━━ Excerpt to read

Now in its 43rd year, the March for Life has grown from several dozen to several hundred thousand men, women and children who brave the elements to stand up for those in our society who are the most vulnerable. I am relatively new to the pro-life movement. In my late 20s I hesitantly admitted to myself that I was pro-life. It was at first an uncomfortable affirmation and one I didn’t voice aloud for a couple more years. I didn’t grow up going to the March for Life, and, like a lot of the practices I’ve taken up as an adult, I often face the temptation not to follow through.
Yet as much as I may often prefer to stay in bed on some of the colder January mornings, I nonetheless (and sometimes begrudgingly) join the hundreds of thousands of others because being pro-life requires enfleshed practices. As Fr. Zossima reminds the wealthy women of little faith in The Brothers Karamazov, love is a bodily encounter, given and received incarnate actions of proximity — it is a harsh and dreadful thing compared to love in dreams.
We march because our concern for the unborn and their mothers and our solidarity with them strains to find bodily expression. I cannot kiss them, or hold them, or bind up their wounds because they are no more. But the desire to stand in solidarity with those whose lives have been lost to abortion remains. This desire bears the cold, it bears the snow, it bears the occasional cursing of those who disagree with us, it bears sore legs and long bus rides, little sleep and maybe even the disapproval of our families and friends, because being pro-life is not simply an intellectual assent but a way of seeing the other as a gift. Such a vision of the way things really are will always cut against the grain of power and efficiency. But this is the call of Christians in every age: to go to those places where humanity is vulnerable and wounded, those places marked by hostility to life and to embrace it. We march because we are called to be concrete signs of witness to the beauty and dignity of the fragile among us.
We march because we desire a society where it is easier to choose life, where children find welcome, a society that provides the resources women and men need to raise their families, where equality doesn’t require sacrificing the young or the old. We march because children disproportionately endure the scourges the world inflicts upon them: poverty, disease, war, abuse and death. Children bear the burden of humanity’s failures. They are collateral damage in war and the victims of human trafficking. They are disposed of as medical waste before their first smile, before they gaze into the eyes of their mothers, before they shed a single tear, before they draw a first breath. We march because we know that to create a society where it is easier to choose life requires embodied practices. The March for Life is one such practice and a crucial one.
Cultivating hospitality to life requires the daily, concrete practice of encounter. Here are six further suggestions:
- Support families. Offer a night of free childcare to your friends or neighbors. Do this regularly.

━━━━

* Activities:
#1 From the March for Life essay, quote the passage that opens with the words containing "Cultivating hospitality to" and closes with "Do this regularly.".
#2 Answer these questions from the March for Life essay:
(a) In which year of its history is the March for Life said to be?
(b) At what stage of life did the writer first admit to being pro-life?
(c) How often does the essay say to offer a night of free childcare?
#3 Carry on the March for Life essay from the point where it stops.
The data after the essay is separate material with no connection to it.

━━ Exercise data

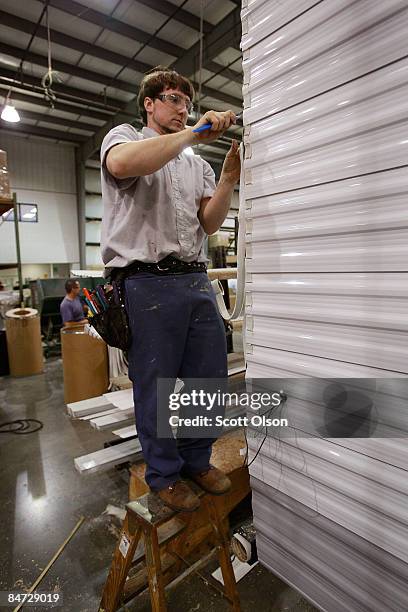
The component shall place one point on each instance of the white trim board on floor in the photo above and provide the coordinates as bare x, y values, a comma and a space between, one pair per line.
125, 432
109, 457
110, 420
88, 406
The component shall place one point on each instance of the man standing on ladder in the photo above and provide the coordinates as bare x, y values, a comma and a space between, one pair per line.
159, 204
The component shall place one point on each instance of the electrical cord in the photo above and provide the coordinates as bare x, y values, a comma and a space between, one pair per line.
268, 412
21, 426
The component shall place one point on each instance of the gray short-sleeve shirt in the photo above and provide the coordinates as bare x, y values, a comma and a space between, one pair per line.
146, 218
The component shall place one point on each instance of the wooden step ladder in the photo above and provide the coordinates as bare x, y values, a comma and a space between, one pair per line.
157, 544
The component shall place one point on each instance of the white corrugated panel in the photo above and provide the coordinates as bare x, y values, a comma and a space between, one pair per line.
325, 171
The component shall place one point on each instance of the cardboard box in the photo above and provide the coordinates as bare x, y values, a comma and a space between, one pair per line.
24, 346
85, 365
5, 189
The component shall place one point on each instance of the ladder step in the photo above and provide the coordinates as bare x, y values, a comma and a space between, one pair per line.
165, 533
153, 511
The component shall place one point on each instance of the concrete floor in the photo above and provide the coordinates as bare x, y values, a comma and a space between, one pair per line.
42, 497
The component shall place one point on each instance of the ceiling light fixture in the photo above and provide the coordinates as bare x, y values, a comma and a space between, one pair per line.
9, 112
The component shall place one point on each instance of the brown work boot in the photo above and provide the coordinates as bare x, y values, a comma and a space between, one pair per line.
179, 496
212, 480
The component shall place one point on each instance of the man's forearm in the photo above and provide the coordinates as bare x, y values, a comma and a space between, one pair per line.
216, 209
146, 156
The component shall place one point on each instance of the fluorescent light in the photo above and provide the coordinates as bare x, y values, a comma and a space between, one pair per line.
10, 114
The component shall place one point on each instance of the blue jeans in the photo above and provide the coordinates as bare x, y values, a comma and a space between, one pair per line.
177, 331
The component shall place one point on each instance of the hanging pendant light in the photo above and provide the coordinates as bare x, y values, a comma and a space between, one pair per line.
9, 112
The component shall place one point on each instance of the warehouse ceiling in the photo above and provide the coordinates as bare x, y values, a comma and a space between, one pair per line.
101, 49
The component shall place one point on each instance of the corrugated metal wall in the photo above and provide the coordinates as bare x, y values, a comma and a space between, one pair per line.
325, 90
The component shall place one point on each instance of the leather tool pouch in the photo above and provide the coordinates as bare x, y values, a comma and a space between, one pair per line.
112, 324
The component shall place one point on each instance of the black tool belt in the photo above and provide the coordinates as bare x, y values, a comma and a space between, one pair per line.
168, 265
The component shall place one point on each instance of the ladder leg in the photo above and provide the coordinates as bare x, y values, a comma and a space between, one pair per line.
154, 570
220, 528
120, 566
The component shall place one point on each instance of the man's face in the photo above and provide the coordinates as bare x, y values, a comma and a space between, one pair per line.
167, 115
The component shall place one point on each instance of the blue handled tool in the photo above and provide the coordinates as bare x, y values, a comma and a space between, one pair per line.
207, 126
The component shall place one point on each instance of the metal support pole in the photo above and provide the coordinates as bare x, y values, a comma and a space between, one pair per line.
80, 183
18, 252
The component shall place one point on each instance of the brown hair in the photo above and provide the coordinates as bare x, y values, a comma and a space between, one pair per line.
158, 79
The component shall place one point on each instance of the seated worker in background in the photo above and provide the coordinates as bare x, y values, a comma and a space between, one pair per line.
72, 310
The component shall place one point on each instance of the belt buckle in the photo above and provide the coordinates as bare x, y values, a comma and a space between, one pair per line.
162, 269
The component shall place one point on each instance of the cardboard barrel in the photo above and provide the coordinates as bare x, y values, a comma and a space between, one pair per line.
85, 365
23, 333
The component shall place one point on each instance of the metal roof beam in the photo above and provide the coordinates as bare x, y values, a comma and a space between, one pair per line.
120, 27
62, 106
58, 121
83, 73
85, 97
115, 25
33, 130
183, 16
226, 34
100, 52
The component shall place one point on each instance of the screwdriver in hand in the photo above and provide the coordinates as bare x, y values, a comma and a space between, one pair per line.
207, 126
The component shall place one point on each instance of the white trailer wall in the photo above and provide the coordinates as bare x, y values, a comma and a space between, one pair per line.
42, 173
325, 90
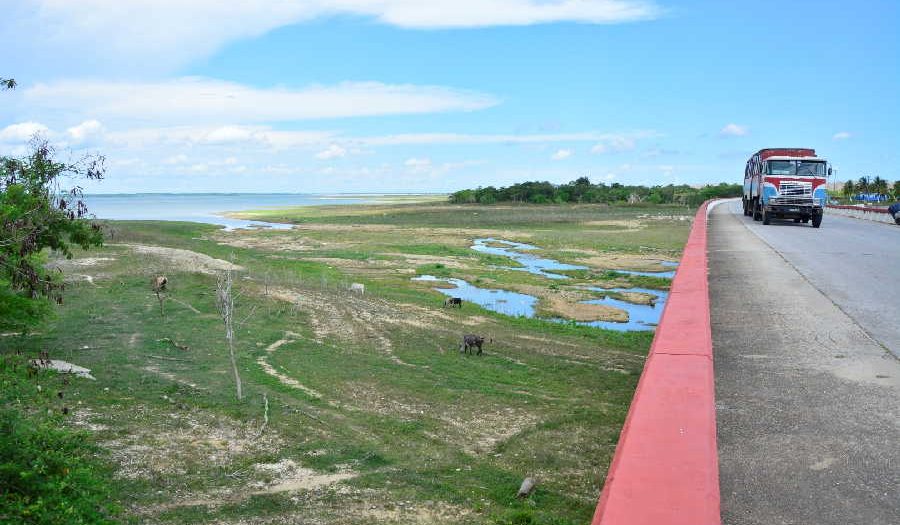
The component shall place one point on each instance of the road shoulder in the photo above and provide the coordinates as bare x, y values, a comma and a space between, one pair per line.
807, 403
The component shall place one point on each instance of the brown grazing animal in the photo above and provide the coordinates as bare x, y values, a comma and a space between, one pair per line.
159, 283
453, 302
471, 342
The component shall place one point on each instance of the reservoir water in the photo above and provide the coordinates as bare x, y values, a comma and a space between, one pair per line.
208, 207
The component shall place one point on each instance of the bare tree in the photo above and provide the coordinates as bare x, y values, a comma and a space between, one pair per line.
225, 304
159, 288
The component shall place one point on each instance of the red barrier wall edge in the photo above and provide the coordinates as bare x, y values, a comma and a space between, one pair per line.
858, 208
666, 470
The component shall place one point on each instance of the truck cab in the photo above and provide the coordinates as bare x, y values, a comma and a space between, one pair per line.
785, 183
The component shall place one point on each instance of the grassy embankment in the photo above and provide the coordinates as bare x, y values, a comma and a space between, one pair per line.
373, 415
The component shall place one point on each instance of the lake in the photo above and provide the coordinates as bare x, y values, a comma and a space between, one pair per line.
207, 207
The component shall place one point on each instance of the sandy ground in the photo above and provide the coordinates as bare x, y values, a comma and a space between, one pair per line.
184, 260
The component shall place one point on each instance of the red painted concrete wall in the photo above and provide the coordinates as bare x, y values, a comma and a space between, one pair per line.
666, 470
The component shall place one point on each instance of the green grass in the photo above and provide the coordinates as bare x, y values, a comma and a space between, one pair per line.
399, 407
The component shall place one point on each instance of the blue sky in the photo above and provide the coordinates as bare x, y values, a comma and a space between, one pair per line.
403, 95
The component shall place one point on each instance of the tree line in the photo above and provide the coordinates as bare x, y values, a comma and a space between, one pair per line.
870, 185
582, 190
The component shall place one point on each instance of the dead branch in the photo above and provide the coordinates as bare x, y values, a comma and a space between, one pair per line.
168, 358
265, 415
173, 343
225, 304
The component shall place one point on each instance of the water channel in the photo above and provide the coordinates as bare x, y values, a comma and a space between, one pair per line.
640, 316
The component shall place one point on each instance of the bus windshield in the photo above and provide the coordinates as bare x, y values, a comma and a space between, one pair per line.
800, 168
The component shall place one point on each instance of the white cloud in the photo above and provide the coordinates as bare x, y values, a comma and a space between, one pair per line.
733, 130
461, 138
417, 165
85, 132
331, 152
22, 132
562, 154
614, 145
181, 158
193, 100
163, 35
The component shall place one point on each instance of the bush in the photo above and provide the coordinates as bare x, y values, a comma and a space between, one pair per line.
48, 474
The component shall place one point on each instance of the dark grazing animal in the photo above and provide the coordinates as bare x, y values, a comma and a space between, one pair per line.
471, 342
453, 302
159, 283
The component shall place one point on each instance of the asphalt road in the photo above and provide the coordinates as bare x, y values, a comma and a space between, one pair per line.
854, 262
807, 395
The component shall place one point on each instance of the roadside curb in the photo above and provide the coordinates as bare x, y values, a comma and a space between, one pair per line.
665, 469
862, 212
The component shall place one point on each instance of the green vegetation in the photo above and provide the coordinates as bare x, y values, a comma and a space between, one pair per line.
583, 191
35, 216
49, 474
852, 188
357, 408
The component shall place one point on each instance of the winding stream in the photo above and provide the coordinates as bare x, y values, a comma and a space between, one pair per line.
640, 316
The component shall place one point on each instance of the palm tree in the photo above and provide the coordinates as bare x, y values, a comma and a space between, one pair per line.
863, 184
849, 189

━━━━

* Responses by item number:
#1
Cultivating hospitality to life requires the daily, concrete practice of encounter. Here are six further suggestions:
- Support families. Offer a night of free childcare to your friends or neighbors. Do this regularly.

#2
(a) Its 43rd year.
(b) In the writer's late 20s.
(c) Regularly.

#3
- Have a Christ room. Dorothy Day, the co-founder of the Catholic Worker Movement, advised that every home should have a room dedicated to Christ, noting the early Christian practice of having “a room kept ready for any stranger who might ask for shelter.”
- Practice a consistent ethic of life. Parish pro-life ministries and social justice ministries should have regular contact and conversation. Christian witness to life will not fall neatly along American political lines. The sacramental life of worship enfolds us into the logic that knits together all “life issues.” In Evangelii Gaudium, Pope Francis echoes all of Catholic social teaching when he insists that protection of the lives of the unborn holds a primary place in the Church’s teaching on human dignity because “Defense of unborn life is closely linked to the defense of each and every other human right. It involves the conviction that a human being is always sacred and inviolable, in any situation and at every stage of development. … Once this conviction disappears, so do solid and lasting foundations for the defense of human rights, which would always be subject to the passing whims of the powers that be.” Early pro-life activists knew well that a society that fails to defend its most vulnerable members will increasingly find itself unable to justify the fight for better working conditions, for the rights of workers, for the poor.
- Start an adoption ministry in your parish. Parishes should regularly promote adoption, praying for couples seeking adoption and children awaiting adoption, taking up collections to assist with the financial costs of adoption, and offering ongoing support for adoptive families.
- Spearhead a parish meal program to bring meals to families when a new child arrives, when a family member is sick or when a loved one passes away.
- Practice the works of mercy. Each month take up one of the corporal works of mercy and dedicate yourself to enacting Christ’s command to love God and neighbor.
Jessica F. Keating, M.Div., is the director of Human Dignity and Life Initiatives in the Institute for Church Life at the University of Notre Dame.